Pointing dataset records:
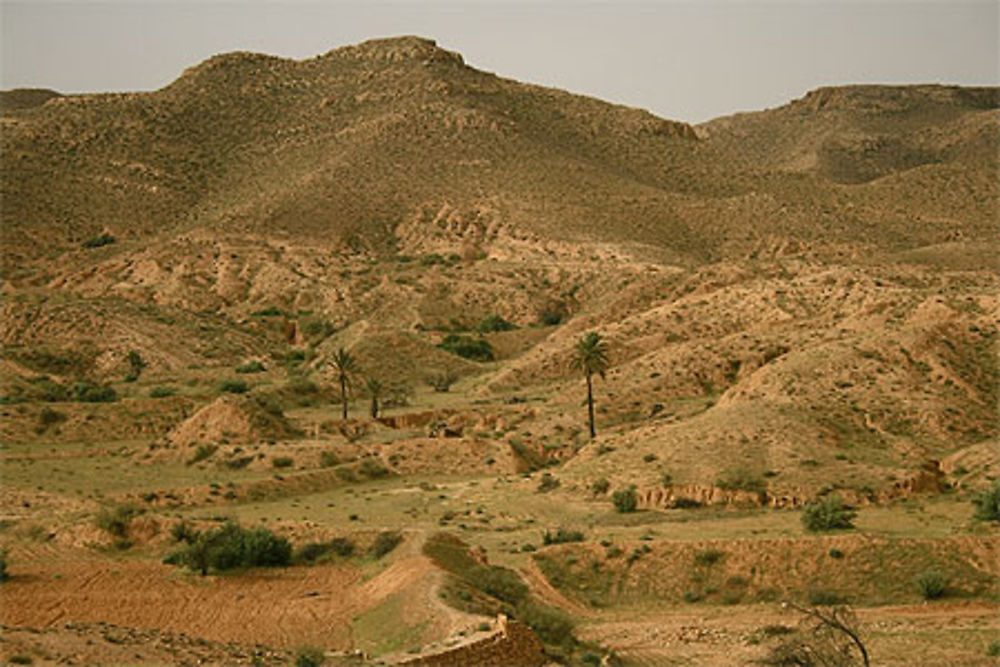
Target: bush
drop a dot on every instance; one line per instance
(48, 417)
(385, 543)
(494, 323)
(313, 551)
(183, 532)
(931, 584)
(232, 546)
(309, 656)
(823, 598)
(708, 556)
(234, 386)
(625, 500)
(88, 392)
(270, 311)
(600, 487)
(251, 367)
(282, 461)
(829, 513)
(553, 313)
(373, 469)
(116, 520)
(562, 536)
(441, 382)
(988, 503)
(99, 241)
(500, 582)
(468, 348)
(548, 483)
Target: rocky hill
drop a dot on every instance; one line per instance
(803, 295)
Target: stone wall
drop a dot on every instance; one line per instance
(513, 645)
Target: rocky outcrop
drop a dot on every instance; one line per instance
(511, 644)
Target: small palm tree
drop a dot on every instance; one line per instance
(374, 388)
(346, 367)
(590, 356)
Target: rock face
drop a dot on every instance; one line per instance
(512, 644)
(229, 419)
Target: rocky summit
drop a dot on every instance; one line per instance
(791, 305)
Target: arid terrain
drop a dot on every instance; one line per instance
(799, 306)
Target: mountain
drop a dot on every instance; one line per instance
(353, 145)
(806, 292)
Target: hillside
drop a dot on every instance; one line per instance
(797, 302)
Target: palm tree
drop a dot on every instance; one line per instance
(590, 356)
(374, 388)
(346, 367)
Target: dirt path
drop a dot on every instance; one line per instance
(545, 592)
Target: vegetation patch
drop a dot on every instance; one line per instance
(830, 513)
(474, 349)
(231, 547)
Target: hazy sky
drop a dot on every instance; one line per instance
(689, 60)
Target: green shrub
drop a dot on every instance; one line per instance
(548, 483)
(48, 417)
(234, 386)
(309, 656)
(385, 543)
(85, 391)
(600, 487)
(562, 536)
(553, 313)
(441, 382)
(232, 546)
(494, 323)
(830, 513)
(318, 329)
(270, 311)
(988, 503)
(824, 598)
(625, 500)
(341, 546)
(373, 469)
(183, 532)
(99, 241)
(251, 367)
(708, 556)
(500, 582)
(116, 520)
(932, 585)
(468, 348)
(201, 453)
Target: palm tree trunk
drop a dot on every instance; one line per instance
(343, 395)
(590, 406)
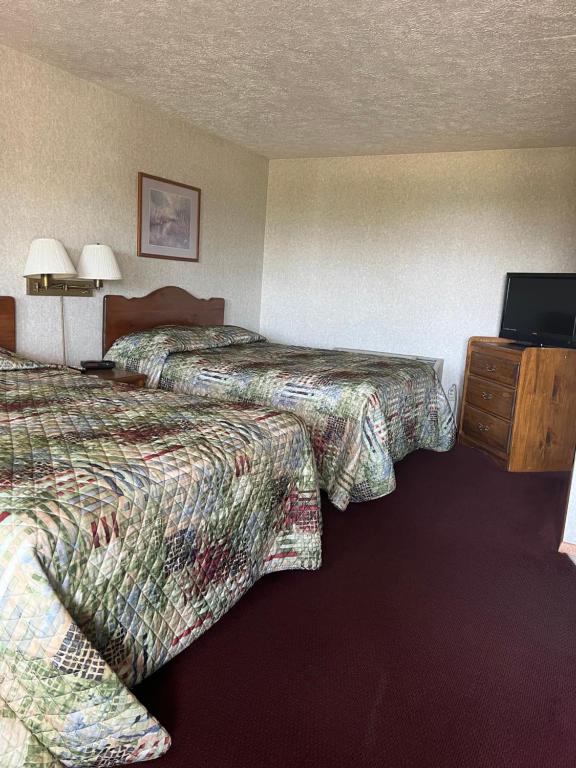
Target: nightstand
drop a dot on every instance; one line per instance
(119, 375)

## WHAT YOU HAVE TO DO:
Copy out the records again, starting at the line that contains "Target: palm tree trunk" and continuing through the end of the records. Leave the pictures out of your copy.

## EXERCISE OUTPUT:
Target: palm tree trunk
drop a dot on every instance; one line per instance
(343, 395)
(590, 406)
Target: nightstand
drop a dot on every instance; one line per instance
(119, 375)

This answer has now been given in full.